_WHAT IS EXPECTED_:
Which lines in the items below contain the string "woman"? Show each of those lines in full, treating uppercase and lowercase as different.

_RECORDED DATA_:

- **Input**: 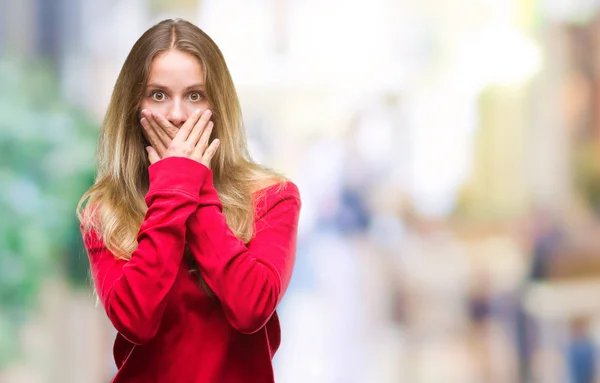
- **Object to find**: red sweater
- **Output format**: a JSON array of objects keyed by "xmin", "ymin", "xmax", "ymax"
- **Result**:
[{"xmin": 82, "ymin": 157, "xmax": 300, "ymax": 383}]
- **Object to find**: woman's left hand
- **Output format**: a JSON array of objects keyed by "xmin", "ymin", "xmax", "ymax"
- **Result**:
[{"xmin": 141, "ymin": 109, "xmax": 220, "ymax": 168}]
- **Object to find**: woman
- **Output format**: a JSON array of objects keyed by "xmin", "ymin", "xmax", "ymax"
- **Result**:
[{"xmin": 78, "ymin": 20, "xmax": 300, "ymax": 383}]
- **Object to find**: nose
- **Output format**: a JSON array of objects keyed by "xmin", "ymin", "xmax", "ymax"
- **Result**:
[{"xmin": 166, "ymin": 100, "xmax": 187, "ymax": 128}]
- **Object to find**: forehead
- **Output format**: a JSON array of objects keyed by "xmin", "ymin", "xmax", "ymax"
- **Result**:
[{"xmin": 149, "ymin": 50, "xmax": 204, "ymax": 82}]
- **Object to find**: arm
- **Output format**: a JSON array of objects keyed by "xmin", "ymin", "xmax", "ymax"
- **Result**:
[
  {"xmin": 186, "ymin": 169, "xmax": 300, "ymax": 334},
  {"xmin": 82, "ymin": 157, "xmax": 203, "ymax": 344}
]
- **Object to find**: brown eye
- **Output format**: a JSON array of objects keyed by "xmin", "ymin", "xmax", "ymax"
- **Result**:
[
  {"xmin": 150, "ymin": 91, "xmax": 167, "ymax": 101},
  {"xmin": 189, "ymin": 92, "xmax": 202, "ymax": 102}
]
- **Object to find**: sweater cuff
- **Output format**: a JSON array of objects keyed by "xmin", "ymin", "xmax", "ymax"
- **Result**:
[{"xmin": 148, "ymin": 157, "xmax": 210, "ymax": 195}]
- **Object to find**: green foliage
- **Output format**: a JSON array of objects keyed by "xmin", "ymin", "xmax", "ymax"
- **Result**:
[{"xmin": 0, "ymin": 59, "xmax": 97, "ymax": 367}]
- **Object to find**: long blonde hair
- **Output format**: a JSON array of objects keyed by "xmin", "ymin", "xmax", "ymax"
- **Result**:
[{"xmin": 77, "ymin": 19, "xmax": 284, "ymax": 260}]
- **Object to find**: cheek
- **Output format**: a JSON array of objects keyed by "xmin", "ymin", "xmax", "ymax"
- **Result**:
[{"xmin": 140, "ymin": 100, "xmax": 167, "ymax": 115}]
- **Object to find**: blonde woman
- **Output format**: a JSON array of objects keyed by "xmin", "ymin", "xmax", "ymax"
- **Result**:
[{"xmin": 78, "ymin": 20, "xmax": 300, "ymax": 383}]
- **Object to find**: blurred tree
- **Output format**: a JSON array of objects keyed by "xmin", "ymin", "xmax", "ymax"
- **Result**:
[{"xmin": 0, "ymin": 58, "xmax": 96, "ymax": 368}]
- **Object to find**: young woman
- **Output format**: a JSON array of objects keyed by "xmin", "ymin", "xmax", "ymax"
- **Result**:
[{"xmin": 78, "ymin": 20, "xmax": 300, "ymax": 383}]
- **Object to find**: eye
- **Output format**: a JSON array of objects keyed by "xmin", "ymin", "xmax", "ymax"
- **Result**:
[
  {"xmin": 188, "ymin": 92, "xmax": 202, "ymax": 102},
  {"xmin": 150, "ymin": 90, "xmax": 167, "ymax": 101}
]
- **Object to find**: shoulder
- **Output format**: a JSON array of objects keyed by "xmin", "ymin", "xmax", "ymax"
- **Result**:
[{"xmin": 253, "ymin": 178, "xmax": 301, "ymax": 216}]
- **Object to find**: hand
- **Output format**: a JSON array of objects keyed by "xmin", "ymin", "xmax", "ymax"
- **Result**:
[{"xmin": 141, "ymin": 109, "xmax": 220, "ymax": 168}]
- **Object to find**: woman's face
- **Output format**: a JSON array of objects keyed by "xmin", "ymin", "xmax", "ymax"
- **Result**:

_WRITTEN ANSWER_:
- **Object to find**: woman's left hand
- **Object to find**: woman
- **Object to find**: blonde woman
- **Object to find**: young woman
- **Object to find**: woman's face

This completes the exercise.